Copy every line of the material below word for word, without changing anything.

** start **

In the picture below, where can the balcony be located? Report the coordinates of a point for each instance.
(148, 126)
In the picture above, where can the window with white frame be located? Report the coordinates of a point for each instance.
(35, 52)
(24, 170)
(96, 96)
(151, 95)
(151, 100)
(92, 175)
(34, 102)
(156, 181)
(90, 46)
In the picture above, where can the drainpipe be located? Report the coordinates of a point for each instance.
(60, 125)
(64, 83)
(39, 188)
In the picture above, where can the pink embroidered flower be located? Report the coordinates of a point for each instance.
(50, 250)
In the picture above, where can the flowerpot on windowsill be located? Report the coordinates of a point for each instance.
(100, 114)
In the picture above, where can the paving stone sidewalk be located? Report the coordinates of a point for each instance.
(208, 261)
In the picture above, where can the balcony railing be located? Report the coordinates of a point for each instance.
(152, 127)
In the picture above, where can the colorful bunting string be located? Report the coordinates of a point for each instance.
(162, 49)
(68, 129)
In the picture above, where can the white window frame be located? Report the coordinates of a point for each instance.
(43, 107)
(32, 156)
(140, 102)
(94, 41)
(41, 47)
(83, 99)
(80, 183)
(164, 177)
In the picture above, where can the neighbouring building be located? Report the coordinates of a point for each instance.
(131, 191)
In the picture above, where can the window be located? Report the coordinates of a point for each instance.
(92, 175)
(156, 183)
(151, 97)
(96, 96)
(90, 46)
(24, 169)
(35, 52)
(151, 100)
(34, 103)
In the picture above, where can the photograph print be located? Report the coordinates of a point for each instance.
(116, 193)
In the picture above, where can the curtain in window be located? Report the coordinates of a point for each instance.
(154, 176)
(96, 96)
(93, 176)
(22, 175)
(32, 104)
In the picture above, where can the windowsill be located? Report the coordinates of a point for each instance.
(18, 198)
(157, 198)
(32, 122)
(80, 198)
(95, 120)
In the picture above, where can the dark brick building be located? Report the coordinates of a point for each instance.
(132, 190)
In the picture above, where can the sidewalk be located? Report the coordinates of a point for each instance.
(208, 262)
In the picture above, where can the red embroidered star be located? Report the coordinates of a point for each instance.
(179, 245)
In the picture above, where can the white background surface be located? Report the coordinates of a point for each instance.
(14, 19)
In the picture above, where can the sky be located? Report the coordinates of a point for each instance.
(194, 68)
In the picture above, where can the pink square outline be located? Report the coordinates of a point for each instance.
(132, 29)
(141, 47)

** end **

- [Reply to the task]:
In the picture below, where can the balcony be located? Report the coordinates of a point for each instance.
(148, 126)
In the picture above, where can the window with white frame be located? Report the coordinates of a point for each instance.
(35, 52)
(24, 170)
(96, 96)
(151, 95)
(151, 100)
(92, 175)
(34, 102)
(156, 181)
(90, 46)
In the picture above, where can the drainpipe be located? Report the coordinates of a point for each instance.
(60, 125)
(64, 83)
(39, 188)
In the picture above, where can the pink embroidered flower be located? Report the coordinates of a point for each instance.
(50, 250)
In the picture above, where can the flowerpot on windowsill be located? Report the coordinates of a point for each instance.
(100, 114)
In the picture above, where can the paving stone sidewalk be located? Report the coordinates of a point for each instance.
(208, 261)
In the picture above, where can the balcony railing be located? Report the coordinates of a point for each instance.
(152, 127)
In the picture above, where can the colorful bunting string be located? Report the coordinates of a point for each instance.
(162, 49)
(68, 129)
In the picture above, where can the white window frame be located? Report the coordinates of a point for each instance.
(43, 107)
(32, 156)
(140, 102)
(94, 41)
(41, 47)
(83, 99)
(80, 183)
(164, 177)
In the picture above, where can the neighbouring building be located? Report the coordinates of a point for each instance.
(131, 191)
In the picture above, where can the window be located? Report the coordinates of a point for each instance.
(92, 175)
(156, 183)
(151, 97)
(96, 96)
(90, 46)
(24, 169)
(35, 52)
(151, 100)
(34, 103)
In the picture above, where can the photograph print be located? Report the coordinates of a point for each instance.
(116, 193)
In the picture above, where can the curtain in window be located? Report the coordinates of a point for each instance.
(154, 176)
(96, 96)
(93, 176)
(22, 175)
(32, 104)
In the picture above, where can the windowsill be located? Report the coordinates of a point for each instance.
(18, 198)
(157, 198)
(32, 122)
(80, 198)
(95, 120)
In the picture above, where can the dark brick building be located? Report the coordinates of a point for each instance.
(132, 190)
In the picture above, where can the sidewalk be located? Report the coordinates of a point for each instance.
(208, 262)
In the picture above, where can the red embroidered star be located? Report the coordinates of a point for each instance.
(179, 245)
In the picture above, where can the white background surface be located? Report the coordinates of a point for each instance.
(14, 19)
In the picture above, where can the sky be located? Report the coordinates of a point for each instance.
(194, 68)
In the picture above, where can the pink square outline be located? Report the coordinates of a point for each instance.
(132, 29)
(141, 47)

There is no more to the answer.